> _A run of records_

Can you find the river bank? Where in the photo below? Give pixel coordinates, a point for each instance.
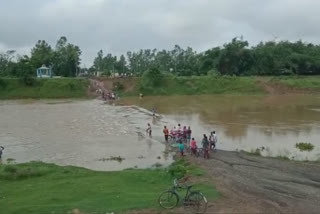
(14, 88)
(39, 188)
(252, 184)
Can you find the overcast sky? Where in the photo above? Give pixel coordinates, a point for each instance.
(119, 25)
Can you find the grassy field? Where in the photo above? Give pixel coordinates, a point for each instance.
(302, 82)
(44, 88)
(40, 188)
(201, 85)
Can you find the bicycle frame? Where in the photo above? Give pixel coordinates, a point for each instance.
(175, 189)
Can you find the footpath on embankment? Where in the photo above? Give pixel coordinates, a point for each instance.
(254, 184)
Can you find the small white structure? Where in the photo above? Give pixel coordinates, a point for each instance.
(44, 72)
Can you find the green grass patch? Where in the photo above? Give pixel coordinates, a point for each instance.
(305, 146)
(39, 188)
(303, 82)
(195, 85)
(43, 88)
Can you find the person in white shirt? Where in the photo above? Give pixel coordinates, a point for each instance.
(213, 139)
(1, 151)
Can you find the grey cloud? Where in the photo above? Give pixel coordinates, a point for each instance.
(120, 25)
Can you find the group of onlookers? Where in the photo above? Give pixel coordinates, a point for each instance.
(183, 136)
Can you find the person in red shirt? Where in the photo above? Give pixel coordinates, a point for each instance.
(193, 147)
(166, 133)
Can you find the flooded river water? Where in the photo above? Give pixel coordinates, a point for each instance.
(273, 124)
(78, 133)
(86, 133)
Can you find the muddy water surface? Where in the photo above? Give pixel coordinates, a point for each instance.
(273, 124)
(79, 133)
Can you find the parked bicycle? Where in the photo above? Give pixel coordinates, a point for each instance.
(193, 199)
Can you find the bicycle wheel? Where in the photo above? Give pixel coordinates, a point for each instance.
(197, 202)
(168, 199)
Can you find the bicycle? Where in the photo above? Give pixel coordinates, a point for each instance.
(194, 200)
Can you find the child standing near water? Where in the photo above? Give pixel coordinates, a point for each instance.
(1, 151)
(181, 148)
(149, 130)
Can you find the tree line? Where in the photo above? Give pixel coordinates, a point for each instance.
(233, 58)
(236, 57)
(64, 59)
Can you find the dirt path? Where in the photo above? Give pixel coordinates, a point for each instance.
(251, 184)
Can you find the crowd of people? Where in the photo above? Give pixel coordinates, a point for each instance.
(1, 151)
(182, 136)
(108, 95)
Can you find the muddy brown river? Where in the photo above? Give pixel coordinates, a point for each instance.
(273, 124)
(87, 133)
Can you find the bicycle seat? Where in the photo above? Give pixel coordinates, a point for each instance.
(189, 186)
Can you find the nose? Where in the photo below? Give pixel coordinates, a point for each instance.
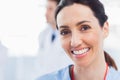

> _YOUR INSTRUCTIONS_
Write out again every line, starting at the one containing "Can you find the muddy brown" and ending at the end of the records, with each pixel coordinate in the answers multiplied by 2.55 and rounded to a whole number, halves rounding up. Leave the pictures out.

> _EXERCISE RESPONSE_
Can you find the muddy brown river? Where in the photo above? Give pixel coordinates, a point for each instance.
(696, 316)
(222, 339)
Can you find the bicycle seat? Where in the photo above? Give pixel coordinates, a point for each instance.
(482, 474)
Can you find the nose? Where in the photo below? Give pixel coordinates, a point for each instance.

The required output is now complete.